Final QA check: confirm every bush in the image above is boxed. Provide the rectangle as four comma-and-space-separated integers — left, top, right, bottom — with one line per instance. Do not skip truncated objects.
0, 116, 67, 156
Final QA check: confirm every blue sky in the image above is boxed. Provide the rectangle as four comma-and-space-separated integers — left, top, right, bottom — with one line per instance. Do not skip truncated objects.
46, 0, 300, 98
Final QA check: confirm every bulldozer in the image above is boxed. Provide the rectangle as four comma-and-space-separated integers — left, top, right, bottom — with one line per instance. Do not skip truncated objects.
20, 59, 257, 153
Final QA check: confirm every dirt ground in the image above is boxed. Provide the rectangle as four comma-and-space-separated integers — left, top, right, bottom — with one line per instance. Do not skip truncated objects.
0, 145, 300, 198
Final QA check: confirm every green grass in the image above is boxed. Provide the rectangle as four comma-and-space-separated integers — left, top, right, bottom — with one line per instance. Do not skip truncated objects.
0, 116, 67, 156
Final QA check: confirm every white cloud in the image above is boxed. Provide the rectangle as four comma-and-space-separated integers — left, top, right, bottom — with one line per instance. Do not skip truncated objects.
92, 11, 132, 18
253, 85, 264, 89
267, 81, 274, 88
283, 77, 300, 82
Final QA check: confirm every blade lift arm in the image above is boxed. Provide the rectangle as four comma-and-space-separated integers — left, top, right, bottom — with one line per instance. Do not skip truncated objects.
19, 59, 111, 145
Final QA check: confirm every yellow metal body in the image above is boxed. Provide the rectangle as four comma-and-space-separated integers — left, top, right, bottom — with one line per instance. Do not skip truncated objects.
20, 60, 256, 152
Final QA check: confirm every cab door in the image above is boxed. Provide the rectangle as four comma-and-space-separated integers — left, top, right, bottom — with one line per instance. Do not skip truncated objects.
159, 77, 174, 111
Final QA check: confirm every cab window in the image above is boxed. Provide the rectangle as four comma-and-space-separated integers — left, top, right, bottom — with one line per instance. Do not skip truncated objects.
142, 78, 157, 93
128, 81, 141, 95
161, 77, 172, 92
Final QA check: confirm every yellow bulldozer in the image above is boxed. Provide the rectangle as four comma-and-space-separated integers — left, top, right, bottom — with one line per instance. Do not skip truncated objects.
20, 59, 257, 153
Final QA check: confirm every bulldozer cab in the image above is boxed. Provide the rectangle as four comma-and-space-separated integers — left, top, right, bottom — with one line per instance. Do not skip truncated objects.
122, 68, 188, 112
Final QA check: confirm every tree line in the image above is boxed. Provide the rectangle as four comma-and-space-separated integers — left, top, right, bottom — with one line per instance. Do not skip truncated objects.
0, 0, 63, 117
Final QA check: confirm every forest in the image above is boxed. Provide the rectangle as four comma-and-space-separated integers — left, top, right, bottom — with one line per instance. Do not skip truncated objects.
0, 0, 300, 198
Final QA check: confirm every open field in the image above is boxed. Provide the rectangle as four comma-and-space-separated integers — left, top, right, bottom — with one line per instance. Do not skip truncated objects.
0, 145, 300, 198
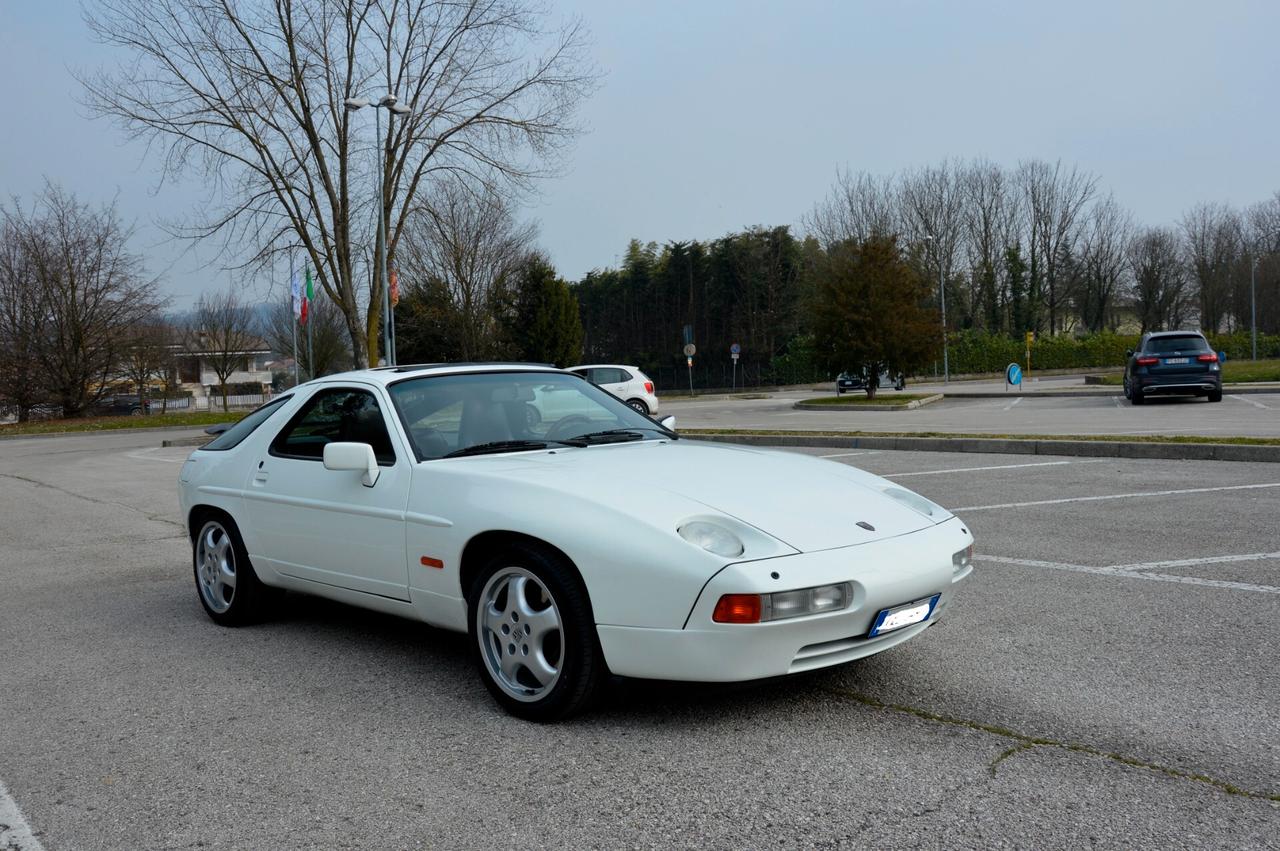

Requirements.
Reproduce word for word the lines of the records above, starting at the line that contains "Final QA check: confirm every blade" and ending at the line that contains "20, 60, 256, 152", with both of those lines included.

Worked solution.
Final QA check: confirm every blade lift arm in the image above is boxed. Provide the rectangle as four comma-and-space-separated integers — left, top, right, bottom — with one line per instance. Do not skip truncated objects.
19, 59, 111, 145
Final QA check: confirm every yellow metal body in the image above is boxed. Provide the rectangle as four comma-and-space-separated integers — left, top, right, bottom — with one line per instance. Do not skip truncated objects.
20, 60, 256, 152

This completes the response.